**Permintaan tertulis**
Dalam tulisan tentang penderitaan orang Papua pada era Presiden Jokowi, apa satu-satunya peraturan turunan Undang-Undang Otsus Papua?

**Kutipan teks**
Mohon tunggu...
PETRUS PIT SUPARDI
PETRUS PIT SUPARDI Mohon Tunggu... Penulis - Menulis untuk Perubahan

Musafir di rumah bumi Papua

Selanjutnya

Tutup

Sosbud Pilihan

Penderitaan Orang Papua pada Era Presiden Jokowi

5 Mei 2021   13:31 Diperbarui: 6 Mei 2021   08:32 635
+
Laporkan Konten
Laporkan Akun
Kompasiana adalah platform blog. Konten ini menjadi tanggung jawab bloger dan tidak mewakili pandangan redaksi Kompas.
Lihat foto
Salah satu ruas jalan jembatan komposit menuju kampung Kaye di Agats, yang dibangun oleh Presiden Jokowi, 20 April 2020. Dokpri.

Apa filosofi membangun Papua? Kita melihat bahwa pembangunan yang diterapkan pemerintah di tanah Papua tidak bersifat holistik. Padahal, orang Papua memiliki prinsip hidup holistik. Orang Papua menghayati relasi hidup dengan sesama manusia, alam semesta, leluhur dan Tuhan Allah. Selama ini, Presiden Jokowi mengabaikan pembangunan Papua secara holistik. Kita tidak menemukan suatu acuan kerangka dasar pembangunan Papua yang bersumber dari pola hidup orang Papua.

Kita menyaksikan Presiden Jokowi datang ke Sentani, Sabtu, (27/12/2014), kelompok masyarakat minta pasar, maka dia membangun pasar Pharaa, Sentani. Presiden Jokowi ke Agats, Asmat pada saat kasus gizi buruk, pada Kamis, (12/4/2018) Januari 2018, di sana dia membangun jalan jembatan komposit dan penampung air hujan di Kaye dan wilayah lainnya di Asmat. Di seluruh tanah Papua, Presiden Jokowi membangun menurut pikirannya sendiri tanpa suatu kajian antropologis dan ekologis.

Di sisi lain, selama ini, tanah Papua memiliki Undang-Undang Otonomi Khusus (Otsus), tetapi mandul, tidak melahirkan peraturan-peraturan dan kebijakan-kebijakan kontekstual Papua. Undang-Undang Otsus Papua tidak memiliki peraturan turunannya, kecuali Peraturan Pemerintah Nomor 54 Tahun 2004 tentang Majelis Rakyat Papua (MRP). 

Selebihnya, pemerintah provinsi Papua dan DPR Papua menyusun Peraturan Daerah Provinsi (Perdasi) dan Peraturan Daerah Khusus (Perdasus). Pemerintah Indonesia cuci tangan terhadap pelaksanaan Undang-Undang Otsus. Karena itu, selama 20 tahun (2001-2021), Otsus tidak berdampak pada perbaikan kualitas hidup orang asli Papua. 

Pada era Presiden Jokowi pelaksanaan Undang-Undang Otsus Papua yang selama ini tidak efektif dicederai pula oleh adanya operasi militer di kabupaten Nduga (2018), Intan Jaya (2020) dan Puncak (2021). Operasi militer di ketiga kabupaten tersebut berlatar belakang atas nama pembangunan.

**Data yang ditampilkan**
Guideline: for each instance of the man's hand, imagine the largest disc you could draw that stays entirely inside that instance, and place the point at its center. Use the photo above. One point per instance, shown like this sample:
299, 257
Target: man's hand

**Jawaban akhir**
Peraturan Pemerintah Nomor 54 Tahun 2004 tentang Majelis Rakyat Papua (MRP).